## Exercise description
Render the rows as a numbered list, from the first line through the line containing "(1071, 144)", including that line. Leave out any blank lines.

## Provided records
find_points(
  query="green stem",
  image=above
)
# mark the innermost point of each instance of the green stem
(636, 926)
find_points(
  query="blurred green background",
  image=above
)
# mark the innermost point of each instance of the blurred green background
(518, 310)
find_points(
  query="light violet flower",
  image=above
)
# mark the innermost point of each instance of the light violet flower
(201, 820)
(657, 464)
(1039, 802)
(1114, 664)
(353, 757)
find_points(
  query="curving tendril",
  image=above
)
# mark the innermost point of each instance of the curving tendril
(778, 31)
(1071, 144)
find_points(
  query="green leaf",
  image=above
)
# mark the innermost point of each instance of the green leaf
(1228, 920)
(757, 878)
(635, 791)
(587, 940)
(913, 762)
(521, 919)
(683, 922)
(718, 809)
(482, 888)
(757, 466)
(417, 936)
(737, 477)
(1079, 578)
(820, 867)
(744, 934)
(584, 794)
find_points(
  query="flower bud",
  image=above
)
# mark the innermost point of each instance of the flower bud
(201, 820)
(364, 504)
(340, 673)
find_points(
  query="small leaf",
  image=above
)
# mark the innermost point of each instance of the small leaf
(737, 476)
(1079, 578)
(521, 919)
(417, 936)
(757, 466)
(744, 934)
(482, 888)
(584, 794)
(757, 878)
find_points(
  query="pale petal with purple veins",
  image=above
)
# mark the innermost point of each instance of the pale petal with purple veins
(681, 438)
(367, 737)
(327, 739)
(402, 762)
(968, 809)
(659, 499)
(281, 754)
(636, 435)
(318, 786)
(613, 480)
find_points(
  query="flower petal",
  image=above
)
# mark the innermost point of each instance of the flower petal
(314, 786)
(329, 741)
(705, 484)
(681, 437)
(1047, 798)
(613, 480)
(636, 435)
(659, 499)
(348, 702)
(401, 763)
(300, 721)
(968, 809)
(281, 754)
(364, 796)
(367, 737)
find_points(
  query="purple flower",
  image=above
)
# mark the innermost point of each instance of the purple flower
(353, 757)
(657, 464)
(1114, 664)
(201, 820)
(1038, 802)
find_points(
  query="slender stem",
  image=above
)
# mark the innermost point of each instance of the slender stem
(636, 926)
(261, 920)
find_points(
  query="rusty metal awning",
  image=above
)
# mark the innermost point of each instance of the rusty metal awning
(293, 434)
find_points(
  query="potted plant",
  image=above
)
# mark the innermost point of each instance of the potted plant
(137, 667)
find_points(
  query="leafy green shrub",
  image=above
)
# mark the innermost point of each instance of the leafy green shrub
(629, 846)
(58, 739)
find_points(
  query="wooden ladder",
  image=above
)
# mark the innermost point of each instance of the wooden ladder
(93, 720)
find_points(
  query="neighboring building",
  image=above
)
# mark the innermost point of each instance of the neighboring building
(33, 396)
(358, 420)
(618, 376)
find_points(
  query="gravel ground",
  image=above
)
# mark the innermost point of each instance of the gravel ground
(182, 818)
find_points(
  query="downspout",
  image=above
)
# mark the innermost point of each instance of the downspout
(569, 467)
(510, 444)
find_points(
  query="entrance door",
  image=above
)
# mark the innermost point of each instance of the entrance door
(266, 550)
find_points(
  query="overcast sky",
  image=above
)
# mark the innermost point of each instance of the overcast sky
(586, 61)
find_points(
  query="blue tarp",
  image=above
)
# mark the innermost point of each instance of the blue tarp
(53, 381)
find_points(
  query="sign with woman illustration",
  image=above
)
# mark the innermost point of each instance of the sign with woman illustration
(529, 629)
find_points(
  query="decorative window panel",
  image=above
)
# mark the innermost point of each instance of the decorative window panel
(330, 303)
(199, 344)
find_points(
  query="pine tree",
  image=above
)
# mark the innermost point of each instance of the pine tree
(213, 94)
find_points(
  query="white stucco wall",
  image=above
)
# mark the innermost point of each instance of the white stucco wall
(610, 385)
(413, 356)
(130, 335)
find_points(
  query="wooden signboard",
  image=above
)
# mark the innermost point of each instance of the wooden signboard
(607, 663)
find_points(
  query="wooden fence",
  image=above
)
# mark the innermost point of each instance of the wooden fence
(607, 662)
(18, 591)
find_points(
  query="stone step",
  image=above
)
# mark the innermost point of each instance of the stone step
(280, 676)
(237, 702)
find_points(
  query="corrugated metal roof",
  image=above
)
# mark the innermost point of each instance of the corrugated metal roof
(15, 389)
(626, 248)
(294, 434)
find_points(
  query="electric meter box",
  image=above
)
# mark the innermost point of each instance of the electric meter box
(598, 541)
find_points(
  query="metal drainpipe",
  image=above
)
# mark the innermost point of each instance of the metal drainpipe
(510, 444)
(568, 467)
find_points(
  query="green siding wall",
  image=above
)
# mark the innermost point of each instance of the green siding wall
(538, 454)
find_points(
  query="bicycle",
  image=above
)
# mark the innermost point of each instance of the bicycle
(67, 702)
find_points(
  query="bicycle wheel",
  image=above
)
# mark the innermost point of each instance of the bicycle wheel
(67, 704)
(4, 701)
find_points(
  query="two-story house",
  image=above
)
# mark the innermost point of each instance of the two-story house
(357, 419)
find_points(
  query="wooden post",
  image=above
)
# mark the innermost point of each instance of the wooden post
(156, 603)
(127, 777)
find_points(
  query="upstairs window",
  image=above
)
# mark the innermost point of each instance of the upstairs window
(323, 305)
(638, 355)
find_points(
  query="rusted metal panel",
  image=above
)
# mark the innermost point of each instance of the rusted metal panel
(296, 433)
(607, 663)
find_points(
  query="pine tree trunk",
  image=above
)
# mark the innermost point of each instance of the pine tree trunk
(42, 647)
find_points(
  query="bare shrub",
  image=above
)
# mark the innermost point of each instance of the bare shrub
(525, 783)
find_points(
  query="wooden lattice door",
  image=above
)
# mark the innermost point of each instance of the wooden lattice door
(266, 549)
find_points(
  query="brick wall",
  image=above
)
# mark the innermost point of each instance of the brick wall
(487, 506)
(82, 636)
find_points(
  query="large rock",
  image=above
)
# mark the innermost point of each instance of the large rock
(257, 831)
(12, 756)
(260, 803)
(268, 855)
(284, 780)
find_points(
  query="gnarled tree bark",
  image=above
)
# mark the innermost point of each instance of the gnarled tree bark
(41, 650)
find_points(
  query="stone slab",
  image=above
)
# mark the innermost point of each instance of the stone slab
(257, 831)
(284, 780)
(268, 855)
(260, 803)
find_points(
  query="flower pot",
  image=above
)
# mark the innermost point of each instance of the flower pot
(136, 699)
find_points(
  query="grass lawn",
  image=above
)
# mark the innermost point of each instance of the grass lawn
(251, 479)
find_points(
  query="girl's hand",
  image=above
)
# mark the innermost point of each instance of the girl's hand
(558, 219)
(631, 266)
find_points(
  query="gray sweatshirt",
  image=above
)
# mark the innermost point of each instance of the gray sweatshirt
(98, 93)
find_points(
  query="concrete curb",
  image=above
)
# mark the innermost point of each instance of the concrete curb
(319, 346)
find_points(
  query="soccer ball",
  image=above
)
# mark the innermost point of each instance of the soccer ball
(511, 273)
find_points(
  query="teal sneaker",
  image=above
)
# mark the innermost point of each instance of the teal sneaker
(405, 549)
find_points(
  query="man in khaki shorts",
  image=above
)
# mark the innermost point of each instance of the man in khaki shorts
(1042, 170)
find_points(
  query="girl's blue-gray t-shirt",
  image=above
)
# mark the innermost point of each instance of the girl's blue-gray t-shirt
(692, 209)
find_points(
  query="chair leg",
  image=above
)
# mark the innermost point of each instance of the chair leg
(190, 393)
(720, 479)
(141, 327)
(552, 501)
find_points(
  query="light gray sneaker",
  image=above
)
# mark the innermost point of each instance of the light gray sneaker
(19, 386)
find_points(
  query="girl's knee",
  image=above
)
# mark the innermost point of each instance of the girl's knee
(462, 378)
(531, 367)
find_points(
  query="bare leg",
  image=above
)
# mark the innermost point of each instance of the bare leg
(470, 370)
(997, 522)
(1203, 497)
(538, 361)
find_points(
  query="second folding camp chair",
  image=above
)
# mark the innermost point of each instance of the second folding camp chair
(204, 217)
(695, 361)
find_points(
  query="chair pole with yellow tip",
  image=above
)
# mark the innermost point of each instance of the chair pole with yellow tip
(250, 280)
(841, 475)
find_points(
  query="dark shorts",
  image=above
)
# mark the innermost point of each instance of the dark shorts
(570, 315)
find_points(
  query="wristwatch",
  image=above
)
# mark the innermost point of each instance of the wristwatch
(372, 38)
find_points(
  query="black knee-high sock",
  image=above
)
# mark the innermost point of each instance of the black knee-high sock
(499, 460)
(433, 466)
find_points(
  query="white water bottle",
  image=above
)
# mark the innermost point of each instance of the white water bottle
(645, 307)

## Reply
1. find_points(
2.   query="green stem",
3.   image=above
4. )
5. # mark the innermost point of each instance of the green stem
6. (636, 926)
7. find_points(
8.   query="blurred green background",
9.   image=above
10. )
11. # mark the innermost point of each instance of the blurred green background
12. (518, 310)
13. find_points(
14.   query="light violet flower",
15.   image=above
16. )
17. # mark the innermost point of each instance of the light violet flower
18. (201, 820)
19. (657, 464)
20. (1039, 802)
21. (1114, 664)
22. (353, 757)
23. find_points(
24.   query="curving tendril",
25.   image=above
26. )
27. # mark the innermost point of each instance of the curving tendril
28. (778, 31)
29. (1071, 144)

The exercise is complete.